### Set problem
Locate every line in the records below that contains the word "feather", and copy each of those lines in full.

### The input
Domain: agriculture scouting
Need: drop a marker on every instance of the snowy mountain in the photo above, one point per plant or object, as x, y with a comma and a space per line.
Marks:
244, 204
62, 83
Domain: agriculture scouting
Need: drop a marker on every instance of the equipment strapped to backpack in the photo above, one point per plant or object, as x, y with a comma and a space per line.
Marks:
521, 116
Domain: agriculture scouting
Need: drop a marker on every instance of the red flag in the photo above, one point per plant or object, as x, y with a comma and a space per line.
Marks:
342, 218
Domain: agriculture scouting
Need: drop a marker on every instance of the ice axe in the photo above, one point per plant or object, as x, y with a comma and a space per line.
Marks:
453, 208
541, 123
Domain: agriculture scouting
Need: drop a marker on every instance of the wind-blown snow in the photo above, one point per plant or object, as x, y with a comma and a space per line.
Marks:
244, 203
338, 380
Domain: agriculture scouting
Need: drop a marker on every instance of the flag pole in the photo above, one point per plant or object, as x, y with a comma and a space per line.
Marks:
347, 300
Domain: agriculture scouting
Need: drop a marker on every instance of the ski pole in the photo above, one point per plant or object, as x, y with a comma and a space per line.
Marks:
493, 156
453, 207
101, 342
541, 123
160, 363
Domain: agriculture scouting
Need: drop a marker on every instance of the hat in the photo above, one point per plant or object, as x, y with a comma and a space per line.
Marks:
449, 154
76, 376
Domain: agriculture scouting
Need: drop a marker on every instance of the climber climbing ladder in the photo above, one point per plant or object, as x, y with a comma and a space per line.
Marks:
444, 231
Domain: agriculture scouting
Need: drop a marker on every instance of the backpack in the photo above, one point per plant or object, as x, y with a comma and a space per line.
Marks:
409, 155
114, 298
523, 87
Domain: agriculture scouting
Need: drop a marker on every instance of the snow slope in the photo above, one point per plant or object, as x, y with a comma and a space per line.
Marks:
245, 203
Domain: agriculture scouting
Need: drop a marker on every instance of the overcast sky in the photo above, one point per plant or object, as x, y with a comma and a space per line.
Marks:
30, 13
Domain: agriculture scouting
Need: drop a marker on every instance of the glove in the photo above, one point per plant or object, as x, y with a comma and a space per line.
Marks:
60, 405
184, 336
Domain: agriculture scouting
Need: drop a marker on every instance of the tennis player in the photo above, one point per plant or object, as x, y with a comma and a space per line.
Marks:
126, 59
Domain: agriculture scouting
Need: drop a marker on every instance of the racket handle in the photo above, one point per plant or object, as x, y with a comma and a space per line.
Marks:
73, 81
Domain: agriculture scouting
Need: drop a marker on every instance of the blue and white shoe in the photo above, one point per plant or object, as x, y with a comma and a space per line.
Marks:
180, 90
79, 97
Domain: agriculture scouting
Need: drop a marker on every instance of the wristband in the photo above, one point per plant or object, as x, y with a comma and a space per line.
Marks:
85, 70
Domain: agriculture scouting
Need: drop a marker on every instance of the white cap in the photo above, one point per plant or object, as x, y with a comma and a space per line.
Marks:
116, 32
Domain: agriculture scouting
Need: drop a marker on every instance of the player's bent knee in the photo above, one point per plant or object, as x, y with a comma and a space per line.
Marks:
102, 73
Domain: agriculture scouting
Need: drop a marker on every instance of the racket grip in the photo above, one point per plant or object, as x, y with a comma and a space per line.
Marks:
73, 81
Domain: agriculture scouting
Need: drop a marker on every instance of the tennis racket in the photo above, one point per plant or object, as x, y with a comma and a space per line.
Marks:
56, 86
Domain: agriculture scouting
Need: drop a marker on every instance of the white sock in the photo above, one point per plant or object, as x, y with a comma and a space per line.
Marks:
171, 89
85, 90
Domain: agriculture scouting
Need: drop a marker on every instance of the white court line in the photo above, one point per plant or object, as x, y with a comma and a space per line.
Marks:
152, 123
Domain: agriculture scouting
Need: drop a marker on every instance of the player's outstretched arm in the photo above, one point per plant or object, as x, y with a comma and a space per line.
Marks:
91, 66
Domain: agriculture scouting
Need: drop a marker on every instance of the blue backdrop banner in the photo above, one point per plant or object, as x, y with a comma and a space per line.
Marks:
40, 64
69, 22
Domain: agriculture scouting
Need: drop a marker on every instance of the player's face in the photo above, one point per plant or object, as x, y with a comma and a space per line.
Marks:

---

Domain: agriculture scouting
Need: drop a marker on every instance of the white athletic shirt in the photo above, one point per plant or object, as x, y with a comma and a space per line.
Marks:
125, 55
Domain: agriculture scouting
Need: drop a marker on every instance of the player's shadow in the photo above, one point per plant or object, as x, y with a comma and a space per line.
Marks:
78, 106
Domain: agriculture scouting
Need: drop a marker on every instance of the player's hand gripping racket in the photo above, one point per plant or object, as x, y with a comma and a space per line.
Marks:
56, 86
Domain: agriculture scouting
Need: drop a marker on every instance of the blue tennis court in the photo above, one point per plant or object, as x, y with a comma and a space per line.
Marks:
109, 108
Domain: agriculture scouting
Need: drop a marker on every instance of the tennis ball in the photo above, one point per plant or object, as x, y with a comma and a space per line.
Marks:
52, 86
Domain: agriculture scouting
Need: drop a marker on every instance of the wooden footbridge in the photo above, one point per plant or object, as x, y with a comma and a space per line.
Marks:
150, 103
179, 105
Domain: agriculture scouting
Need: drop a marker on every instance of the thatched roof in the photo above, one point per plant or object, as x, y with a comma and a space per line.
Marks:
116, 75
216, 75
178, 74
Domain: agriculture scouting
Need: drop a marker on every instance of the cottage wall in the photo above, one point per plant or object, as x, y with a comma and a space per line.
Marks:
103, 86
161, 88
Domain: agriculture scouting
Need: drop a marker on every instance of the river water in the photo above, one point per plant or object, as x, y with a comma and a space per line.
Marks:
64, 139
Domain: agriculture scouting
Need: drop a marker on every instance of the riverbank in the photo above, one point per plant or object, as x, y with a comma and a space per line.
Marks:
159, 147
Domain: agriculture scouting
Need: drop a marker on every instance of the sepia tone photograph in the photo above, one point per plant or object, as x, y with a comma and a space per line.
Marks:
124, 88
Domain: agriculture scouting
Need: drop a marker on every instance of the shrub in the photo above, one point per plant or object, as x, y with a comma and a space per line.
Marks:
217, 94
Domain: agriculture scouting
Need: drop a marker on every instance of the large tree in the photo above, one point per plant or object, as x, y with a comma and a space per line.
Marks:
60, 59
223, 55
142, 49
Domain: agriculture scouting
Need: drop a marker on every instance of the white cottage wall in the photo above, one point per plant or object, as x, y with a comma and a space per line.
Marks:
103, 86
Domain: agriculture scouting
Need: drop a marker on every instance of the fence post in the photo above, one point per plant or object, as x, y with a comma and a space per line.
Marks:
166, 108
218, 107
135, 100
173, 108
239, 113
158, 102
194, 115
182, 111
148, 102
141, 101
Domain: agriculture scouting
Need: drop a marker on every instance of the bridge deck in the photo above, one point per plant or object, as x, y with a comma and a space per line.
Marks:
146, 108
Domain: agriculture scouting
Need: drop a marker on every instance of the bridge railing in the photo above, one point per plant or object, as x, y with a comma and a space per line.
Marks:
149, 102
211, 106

* * *

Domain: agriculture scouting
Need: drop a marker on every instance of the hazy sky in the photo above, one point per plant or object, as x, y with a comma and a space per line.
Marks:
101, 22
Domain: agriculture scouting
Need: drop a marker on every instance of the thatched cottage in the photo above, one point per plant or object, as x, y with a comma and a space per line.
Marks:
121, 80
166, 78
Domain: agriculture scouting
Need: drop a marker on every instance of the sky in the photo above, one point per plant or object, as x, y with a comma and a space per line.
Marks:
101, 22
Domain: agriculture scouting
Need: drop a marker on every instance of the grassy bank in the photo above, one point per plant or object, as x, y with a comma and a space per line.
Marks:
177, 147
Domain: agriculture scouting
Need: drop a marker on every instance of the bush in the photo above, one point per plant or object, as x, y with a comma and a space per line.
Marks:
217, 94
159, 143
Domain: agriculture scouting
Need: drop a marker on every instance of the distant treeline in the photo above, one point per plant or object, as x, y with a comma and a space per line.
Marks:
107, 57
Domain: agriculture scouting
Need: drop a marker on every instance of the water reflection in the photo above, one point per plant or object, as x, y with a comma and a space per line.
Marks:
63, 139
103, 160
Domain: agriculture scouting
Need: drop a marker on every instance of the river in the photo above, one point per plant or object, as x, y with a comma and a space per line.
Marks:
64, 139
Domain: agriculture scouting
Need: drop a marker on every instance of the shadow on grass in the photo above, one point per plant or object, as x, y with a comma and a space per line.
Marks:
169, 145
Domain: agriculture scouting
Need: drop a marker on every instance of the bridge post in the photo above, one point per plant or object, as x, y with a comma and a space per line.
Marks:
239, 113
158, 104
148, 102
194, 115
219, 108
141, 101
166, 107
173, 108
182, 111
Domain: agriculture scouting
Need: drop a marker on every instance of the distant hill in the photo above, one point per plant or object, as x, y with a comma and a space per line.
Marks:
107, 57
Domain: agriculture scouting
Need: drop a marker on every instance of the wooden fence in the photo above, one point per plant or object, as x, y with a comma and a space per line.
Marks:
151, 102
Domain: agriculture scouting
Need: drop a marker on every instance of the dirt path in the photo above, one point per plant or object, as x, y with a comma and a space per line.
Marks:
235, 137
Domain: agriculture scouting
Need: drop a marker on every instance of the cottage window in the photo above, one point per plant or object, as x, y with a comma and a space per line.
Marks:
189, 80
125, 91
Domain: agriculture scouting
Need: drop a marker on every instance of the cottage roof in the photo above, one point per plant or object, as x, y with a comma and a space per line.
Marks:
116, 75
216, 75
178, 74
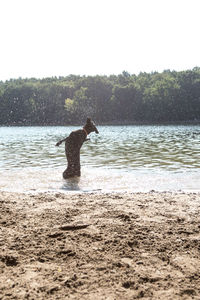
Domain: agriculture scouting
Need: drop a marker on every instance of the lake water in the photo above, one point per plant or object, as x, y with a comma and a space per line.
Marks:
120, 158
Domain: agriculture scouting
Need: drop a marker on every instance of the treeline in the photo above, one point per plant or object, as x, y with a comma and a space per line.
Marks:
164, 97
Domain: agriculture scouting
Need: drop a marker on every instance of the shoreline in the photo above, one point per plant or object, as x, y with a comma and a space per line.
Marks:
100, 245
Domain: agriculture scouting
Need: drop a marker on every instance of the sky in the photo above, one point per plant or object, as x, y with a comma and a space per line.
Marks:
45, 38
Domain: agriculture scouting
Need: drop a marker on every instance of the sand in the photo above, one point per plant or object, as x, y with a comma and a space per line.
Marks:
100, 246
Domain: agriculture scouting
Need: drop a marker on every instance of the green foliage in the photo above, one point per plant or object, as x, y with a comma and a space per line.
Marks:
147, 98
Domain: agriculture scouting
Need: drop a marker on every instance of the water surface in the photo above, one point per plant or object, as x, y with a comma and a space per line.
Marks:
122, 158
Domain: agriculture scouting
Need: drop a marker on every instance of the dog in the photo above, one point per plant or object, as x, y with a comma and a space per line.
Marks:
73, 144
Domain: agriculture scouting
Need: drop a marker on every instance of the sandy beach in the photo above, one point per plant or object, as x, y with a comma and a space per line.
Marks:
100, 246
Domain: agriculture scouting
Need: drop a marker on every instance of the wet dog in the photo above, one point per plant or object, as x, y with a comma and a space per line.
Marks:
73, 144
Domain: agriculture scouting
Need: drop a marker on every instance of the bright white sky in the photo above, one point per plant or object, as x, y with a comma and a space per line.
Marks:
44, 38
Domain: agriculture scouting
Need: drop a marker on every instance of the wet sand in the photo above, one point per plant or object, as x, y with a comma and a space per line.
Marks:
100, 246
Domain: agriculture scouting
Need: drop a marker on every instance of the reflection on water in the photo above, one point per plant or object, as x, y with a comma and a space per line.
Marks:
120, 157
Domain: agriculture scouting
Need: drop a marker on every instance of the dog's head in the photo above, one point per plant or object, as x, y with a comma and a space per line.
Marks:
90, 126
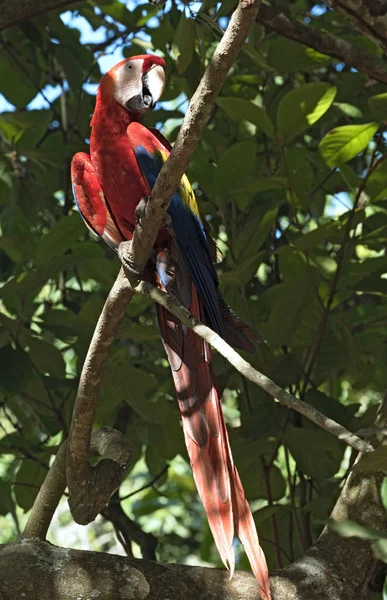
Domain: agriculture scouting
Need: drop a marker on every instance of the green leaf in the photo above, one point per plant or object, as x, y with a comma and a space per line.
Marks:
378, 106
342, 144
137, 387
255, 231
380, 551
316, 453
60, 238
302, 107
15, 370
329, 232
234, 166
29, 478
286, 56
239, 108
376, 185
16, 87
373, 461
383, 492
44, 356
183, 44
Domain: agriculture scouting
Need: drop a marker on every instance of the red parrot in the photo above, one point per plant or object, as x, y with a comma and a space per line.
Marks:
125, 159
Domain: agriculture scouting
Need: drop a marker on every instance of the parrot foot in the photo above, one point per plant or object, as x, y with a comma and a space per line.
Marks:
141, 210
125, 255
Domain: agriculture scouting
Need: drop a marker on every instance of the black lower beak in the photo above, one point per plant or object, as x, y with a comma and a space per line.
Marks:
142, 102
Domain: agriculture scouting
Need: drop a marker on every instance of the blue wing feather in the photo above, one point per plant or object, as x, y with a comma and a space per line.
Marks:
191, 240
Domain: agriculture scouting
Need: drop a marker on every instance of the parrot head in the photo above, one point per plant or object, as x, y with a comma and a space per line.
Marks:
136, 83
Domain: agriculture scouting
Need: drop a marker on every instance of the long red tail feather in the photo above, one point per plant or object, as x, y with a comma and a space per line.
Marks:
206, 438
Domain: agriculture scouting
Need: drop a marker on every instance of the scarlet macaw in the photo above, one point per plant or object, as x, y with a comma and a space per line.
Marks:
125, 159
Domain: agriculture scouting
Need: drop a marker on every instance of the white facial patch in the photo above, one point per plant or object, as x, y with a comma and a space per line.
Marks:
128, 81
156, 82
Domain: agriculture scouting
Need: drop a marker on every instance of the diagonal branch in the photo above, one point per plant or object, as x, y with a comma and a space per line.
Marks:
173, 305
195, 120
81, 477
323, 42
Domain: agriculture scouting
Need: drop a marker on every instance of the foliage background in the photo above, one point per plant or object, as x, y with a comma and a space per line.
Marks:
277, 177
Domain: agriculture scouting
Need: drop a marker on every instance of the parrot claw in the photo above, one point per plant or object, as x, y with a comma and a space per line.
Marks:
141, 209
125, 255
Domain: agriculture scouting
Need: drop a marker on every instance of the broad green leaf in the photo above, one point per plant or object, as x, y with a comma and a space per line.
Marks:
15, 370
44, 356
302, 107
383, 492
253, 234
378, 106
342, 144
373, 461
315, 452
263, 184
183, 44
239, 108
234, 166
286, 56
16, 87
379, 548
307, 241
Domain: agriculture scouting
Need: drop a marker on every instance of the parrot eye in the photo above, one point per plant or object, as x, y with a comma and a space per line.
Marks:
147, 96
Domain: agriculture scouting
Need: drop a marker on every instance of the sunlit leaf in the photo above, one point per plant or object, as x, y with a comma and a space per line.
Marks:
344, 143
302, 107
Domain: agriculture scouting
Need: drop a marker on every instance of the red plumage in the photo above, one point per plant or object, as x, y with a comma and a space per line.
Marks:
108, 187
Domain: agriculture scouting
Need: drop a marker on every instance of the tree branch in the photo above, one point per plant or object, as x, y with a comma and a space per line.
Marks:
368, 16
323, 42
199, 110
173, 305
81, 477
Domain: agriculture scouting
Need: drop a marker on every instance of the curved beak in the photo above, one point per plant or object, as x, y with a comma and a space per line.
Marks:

### Final answer
Need: drop a marker on every instance of the blue wing feather in the photo above, one point per plant or object, as x, y with a comma and a space per line.
Need: drop a marker on every instance of the long red tail feather in the photo above, one point per plant or object, as x, y with a comma and a space per line.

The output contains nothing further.